None of the pictures should be copied, though every line of the listing must be printed exactly.

[[ Input data open ]]

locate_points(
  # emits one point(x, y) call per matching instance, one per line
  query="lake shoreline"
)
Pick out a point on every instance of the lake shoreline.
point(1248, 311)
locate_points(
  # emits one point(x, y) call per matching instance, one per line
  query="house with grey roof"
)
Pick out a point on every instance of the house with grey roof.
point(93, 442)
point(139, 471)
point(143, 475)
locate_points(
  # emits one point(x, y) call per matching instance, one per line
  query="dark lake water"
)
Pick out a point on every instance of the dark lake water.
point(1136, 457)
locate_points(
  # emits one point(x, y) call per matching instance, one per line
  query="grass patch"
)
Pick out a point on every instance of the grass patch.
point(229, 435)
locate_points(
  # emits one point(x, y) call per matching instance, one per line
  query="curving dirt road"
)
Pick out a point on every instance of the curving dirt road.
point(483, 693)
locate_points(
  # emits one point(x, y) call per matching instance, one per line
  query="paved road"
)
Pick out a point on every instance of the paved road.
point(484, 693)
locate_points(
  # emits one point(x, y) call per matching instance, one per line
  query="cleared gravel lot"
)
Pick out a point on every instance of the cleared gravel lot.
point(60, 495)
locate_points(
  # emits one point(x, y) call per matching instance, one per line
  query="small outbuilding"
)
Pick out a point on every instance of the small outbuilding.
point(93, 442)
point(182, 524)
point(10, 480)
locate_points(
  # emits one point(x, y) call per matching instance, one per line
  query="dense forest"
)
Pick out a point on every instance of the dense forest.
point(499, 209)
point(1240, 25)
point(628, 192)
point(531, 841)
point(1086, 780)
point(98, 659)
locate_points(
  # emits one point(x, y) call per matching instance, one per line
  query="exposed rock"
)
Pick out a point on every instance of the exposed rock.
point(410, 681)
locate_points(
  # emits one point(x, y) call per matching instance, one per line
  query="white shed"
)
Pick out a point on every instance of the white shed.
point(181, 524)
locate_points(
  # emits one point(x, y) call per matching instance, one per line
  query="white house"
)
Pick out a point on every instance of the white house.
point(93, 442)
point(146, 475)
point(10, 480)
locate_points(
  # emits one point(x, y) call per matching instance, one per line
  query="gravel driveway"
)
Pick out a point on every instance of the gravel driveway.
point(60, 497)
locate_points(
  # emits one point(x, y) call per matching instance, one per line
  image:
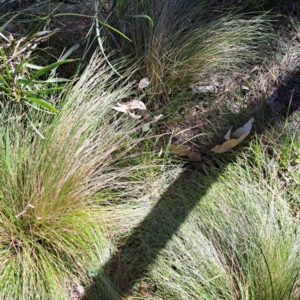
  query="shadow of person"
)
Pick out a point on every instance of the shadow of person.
point(131, 263)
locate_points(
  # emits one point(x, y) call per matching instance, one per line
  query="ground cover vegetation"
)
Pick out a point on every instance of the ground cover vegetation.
point(108, 185)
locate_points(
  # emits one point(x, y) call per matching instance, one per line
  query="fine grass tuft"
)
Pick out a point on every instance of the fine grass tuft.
point(190, 42)
point(50, 228)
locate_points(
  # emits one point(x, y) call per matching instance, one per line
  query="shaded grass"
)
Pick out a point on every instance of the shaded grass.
point(199, 43)
point(240, 240)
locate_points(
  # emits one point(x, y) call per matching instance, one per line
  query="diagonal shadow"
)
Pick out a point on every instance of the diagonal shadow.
point(140, 250)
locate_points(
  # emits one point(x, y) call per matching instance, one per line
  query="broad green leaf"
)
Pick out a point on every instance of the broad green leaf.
point(5, 90)
point(98, 30)
point(19, 66)
point(47, 69)
point(51, 90)
point(42, 103)
point(66, 55)
point(2, 79)
point(35, 67)
point(42, 82)
point(43, 91)
point(7, 151)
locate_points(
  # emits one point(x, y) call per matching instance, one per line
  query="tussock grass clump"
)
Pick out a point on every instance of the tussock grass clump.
point(190, 41)
point(49, 226)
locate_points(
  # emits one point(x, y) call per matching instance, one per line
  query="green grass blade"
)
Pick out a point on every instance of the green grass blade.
point(7, 151)
point(2, 79)
point(42, 103)
point(5, 64)
point(5, 90)
point(145, 17)
point(98, 30)
point(17, 69)
point(35, 30)
point(115, 30)
point(2, 28)
point(35, 129)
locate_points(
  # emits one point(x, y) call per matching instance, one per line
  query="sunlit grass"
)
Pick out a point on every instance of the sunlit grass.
point(50, 223)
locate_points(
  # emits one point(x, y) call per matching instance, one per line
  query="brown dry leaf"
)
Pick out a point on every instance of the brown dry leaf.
point(144, 83)
point(184, 150)
point(194, 156)
point(126, 106)
point(228, 144)
point(238, 136)
point(181, 150)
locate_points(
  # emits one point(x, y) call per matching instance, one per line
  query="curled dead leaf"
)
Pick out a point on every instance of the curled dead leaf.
point(237, 137)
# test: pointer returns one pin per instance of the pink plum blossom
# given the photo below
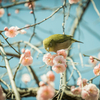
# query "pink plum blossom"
(96, 70)
(44, 78)
(27, 61)
(59, 60)
(81, 82)
(76, 91)
(23, 50)
(27, 26)
(0, 1)
(27, 53)
(6, 29)
(31, 12)
(93, 62)
(45, 92)
(30, 4)
(62, 52)
(1, 12)
(26, 78)
(9, 14)
(99, 55)
(2, 94)
(59, 68)
(73, 1)
(26, 58)
(90, 92)
(50, 76)
(41, 83)
(22, 32)
(48, 59)
(12, 32)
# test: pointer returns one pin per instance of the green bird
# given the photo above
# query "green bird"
(58, 41)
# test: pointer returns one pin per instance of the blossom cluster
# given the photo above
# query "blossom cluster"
(13, 31)
(46, 90)
(86, 90)
(26, 59)
(57, 61)
(30, 4)
(1, 12)
(26, 78)
(2, 94)
(73, 1)
(96, 70)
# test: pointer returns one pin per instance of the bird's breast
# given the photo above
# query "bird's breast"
(63, 45)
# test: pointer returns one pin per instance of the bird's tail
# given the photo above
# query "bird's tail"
(76, 41)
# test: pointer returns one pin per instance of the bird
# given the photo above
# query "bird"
(56, 42)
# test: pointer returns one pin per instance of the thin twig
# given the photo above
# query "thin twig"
(5, 84)
(10, 44)
(97, 11)
(17, 95)
(43, 19)
(93, 57)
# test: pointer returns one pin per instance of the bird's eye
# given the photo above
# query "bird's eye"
(47, 48)
(50, 44)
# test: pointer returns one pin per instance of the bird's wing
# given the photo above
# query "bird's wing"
(62, 38)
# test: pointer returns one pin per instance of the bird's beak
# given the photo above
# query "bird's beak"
(48, 49)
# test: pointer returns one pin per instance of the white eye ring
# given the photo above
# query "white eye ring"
(50, 44)
(47, 48)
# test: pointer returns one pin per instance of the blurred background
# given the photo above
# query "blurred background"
(88, 31)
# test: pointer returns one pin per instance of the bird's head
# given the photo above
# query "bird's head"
(49, 44)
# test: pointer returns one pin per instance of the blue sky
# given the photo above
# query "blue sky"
(88, 36)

[[ Input data closed ]]

§ **Reply**:
locate_points(
  # emits one point(x, y) call per matching instance, one per line
  query="lake shoreline"
)
Pick out a point on every instance of the lake shoreline.
point(1248, 311)
locate_points(
  # emits one point(x, y) call per matching instance, one per line
  query="house with grey roof"
)
Pick out a point on every instance of the house with grey roof.
point(93, 442)
point(139, 471)
point(143, 475)
locate_points(
  # emits one point(x, y) call per matching instance, one per line
  query="dark lake water"
)
Pick out a point on every instance of the dark lake water.
point(1136, 457)
locate_points(
  # emits one point(x, y) call per matching instance, one per line
  query="grass patch"
)
Pick out a point on every instance of the grass patch.
point(229, 435)
locate_points(
  # emits one point(x, y) call per matching instance, one per line
  query="curving dirt road"
)
Pick out a point on every instance of the curving dirt road.
point(483, 693)
locate_points(
  # emits one point(x, y) call per matching instance, one per line
  query="paved road"
)
Pick out a point on every instance of the paved road.
point(484, 693)
locate_points(
  # emits one point(x, y) call per matching instance, one per line
  query="cleared gravel lot"
)
Pick out a point on every instance of the cleared gravel lot.
point(60, 495)
locate_points(
  # emits one point(x, y) call per matching instance, one per line
  query="small outbuilding"
)
Pick out a point on every instance of the small outbuilding.
point(93, 442)
point(182, 524)
point(10, 480)
locate_points(
  # emits one point(x, y) call per matching instance, one per line
  query="dense forest"
)
Pick out a point on every instance of the dense forest.
point(499, 209)
point(1240, 25)
point(628, 192)
point(531, 841)
point(1086, 780)
point(98, 659)
locate_points(
  # emits one point(x, y) call per matching instance, one per line
  query="exposed rock"
)
Pick out a point on every instance of the exposed rock.
point(410, 681)
locate_points(
  # emits one point(x, y) call per matching instance, one per line
  query="white shed"
)
Pick out a point on every instance of the white shed.
point(181, 524)
locate_points(
  # emits one point(x, y) call per matching instance, one per line
  query="white house"
)
Pick out a point on every instance of the white house.
point(93, 442)
point(146, 475)
point(10, 480)
locate_points(
  # emits one point(x, y) call per matching instance, one per line
  query="gravel driveway"
)
Pick out a point on every instance of the gravel driveway.
point(60, 497)
locate_points(
  # emits one point(x, y) call per matching instance, one per line
  image:
  query="shadow of person"
)
Pick out a point on every instance of the shadow of person.
point(131, 263)
locate_points(
  # emits one point(x, y) call per matching instance, one per line
  query="ground cover vegetation"
)
Pick out a point on every instance of the ground cover vegetation.
point(108, 185)
locate_points(
  # emits one point(x, y) call per matching instance, one per line
  query="fine grass tuft"
)
Pick out a point on every instance of the fine grass tuft.
point(190, 42)
point(50, 228)
locate_points(
  # emits one point(x, y) call per matching instance, one per line
  query="shaded grass"
)
Pick out a point on every instance of the shaded grass.
point(199, 43)
point(240, 240)
locate_points(
  # emits one point(x, y) call per matching instance, one per line
  query="diagonal shadow"
)
Pick out a point on every instance of the diagonal shadow.
point(140, 250)
locate_points(
  # emits one point(x, y) call per matching instance, one per line
  query="broad green leaf"
)
Pick out a point on every instance of the broad green leaf.
point(5, 90)
point(98, 30)
point(19, 66)
point(47, 69)
point(51, 90)
point(42, 103)
point(66, 55)
point(2, 79)
point(35, 67)
point(42, 82)
point(43, 91)
point(7, 151)
locate_points(
  # emits one point(x, y) call per matching instance, one per line
  query="tussock grass clump"
)
Pick out a point on every instance of the tussock grass clump.
point(190, 41)
point(49, 226)
locate_points(
  # emits one point(x, y) call per matching instance, one per line
  query="green grass blade"
)
Pick out a point on every instance of the green grass blade.
point(7, 151)
point(2, 79)
point(42, 103)
point(5, 64)
point(5, 90)
point(145, 17)
point(98, 30)
point(17, 69)
point(35, 30)
point(115, 30)
point(2, 28)
point(35, 129)
locate_points(
  # emits one point(x, y) call per matching instance, one per line
  query="sunlit grass"
)
Pick out a point on every instance of the sunlit grass.
point(50, 223)
locate_points(
  # emits one point(x, y) call per matching instance, one per line
  query="brown dry leaf"
)
Pick out a point on every instance of the brown dry leaf.
point(144, 83)
point(184, 150)
point(194, 156)
point(126, 106)
point(228, 144)
point(238, 136)
point(181, 150)
locate_points(
  # emits one point(x, y) call per matching instance, one per line
  query="curled dead leaf"
)
Pick out a point on every instance of the curled dead leaf.
point(237, 137)
# test: pointer returns one pin per instance of the pink plum blossom
# given the photo below
# query "pink plum blossom"
(96, 70)
(44, 78)
(27, 61)
(59, 60)
(81, 82)
(76, 91)
(23, 50)
(27, 26)
(0, 1)
(27, 53)
(6, 29)
(31, 12)
(93, 62)
(45, 92)
(30, 4)
(62, 52)
(1, 12)
(26, 78)
(9, 14)
(99, 55)
(2, 94)
(59, 68)
(73, 1)
(26, 58)
(90, 92)
(50, 76)
(41, 83)
(22, 32)
(48, 59)
(12, 32)
# test: pointer returns one pin per instance of the green bird
# given the photo above
# query "green bird"
(58, 41)
# test: pointer returns one pin per instance of the blossom cluster
# given the photo above
# query "blossom cluster"
(13, 31)
(46, 90)
(86, 90)
(26, 59)
(57, 61)
(30, 4)
(1, 12)
(26, 78)
(2, 94)
(73, 1)
(96, 70)
# test: pointer returns one pin per instance of the bird's breast
# given the photo above
# query "bird's breast"
(63, 45)
# test: pointer returns one pin per instance of the bird's tail
# given the photo above
# query "bird's tail"
(76, 41)
# test: pointer returns one pin per instance of the bird
# given the photo above
# query "bird"
(56, 42)
# test: pointer returns one pin per instance of the thin twig
# given the photo above
# query "thin twig"
(5, 84)
(10, 44)
(97, 11)
(17, 95)
(43, 19)
(93, 57)
# test: pointer returns one pin per instance of the bird's eye
# given the photo above
# query "bird's eye"
(47, 48)
(50, 44)
# test: pointer returns one pin per instance of the bird's wing
# given the photo above
# query "bird's wing"
(62, 38)
# test: pointer returns one pin per instance of the bird's beak
# given the photo above
# query "bird's beak"
(48, 49)
# test: pointer returns one pin per instance of the white eye ring
# given the photo above
# query "white eye ring"
(50, 44)
(47, 48)
# test: pointer returns one pin per instance of the blurred background
# given the photo above
# query "blurred background"
(88, 31)
# test: pointer returns one pin per instance of the bird's head
# given the photo above
# query "bird's head"
(49, 44)
# test: pointer returns one pin per instance of the blue sky
# given the photo above
# query "blue sky"
(88, 36)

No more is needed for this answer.